** Start Page text **

Dr. Sue talked about how television and mass media is one of the worst places to discuss it because everything has to be in 30 second soundbites, and he, for example, needs a good half hour to really be able to explain micro aggression. When you see a person really lose their sh*t like that, it's usually a case of the straw finally breaking the camel's back, not that they suddenly get upset out of nowhere. Him disagreeing with her was not what got her upset. The Yale administration repeatedly ignoring a culture of racism on campus is what got her upset. The guy in the video interrupting her (repeatedly) to tell her he disagreed (an example of gender based micro aggression, by the way) is just what finally pushed to her shout about it.
**Trigger warning**

I disagree.

Tell me where he interrupts her repeatedly.

The "guy in the video," Nicholas Christakis, listens to her, says "I did not..." before she raises a hand toward him and shouts, "Be quiet!" She lowers her tone, he stands silently and listens to her and when she pauses he calmly says, "No, I don't agree with that." From that point she erupts. If his was a "microaggression," hers was a macroaggression. She might as well have said, "Respect me! Apologize to me! And while you're at it, STFU!"

** End Page text **

Written request:
Answer these questions about the exchange on the Yale confrontation:
(a) According to the first post, how much time does Dr. Sue say he needs to really explain micro aggression?
(b) In the reply, what name is given for "the guy in the video"?
(c) According to the reply, what does he calmly say when she pauses?
The material that follows is not required for anything here.

** Start Data block **

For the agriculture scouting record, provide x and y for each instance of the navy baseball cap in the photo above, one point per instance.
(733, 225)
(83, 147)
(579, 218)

** End Data block **

Task response:
(a) A good half hour.
(b) Nicholas Christakis.
(c) "No, I don't agree with that."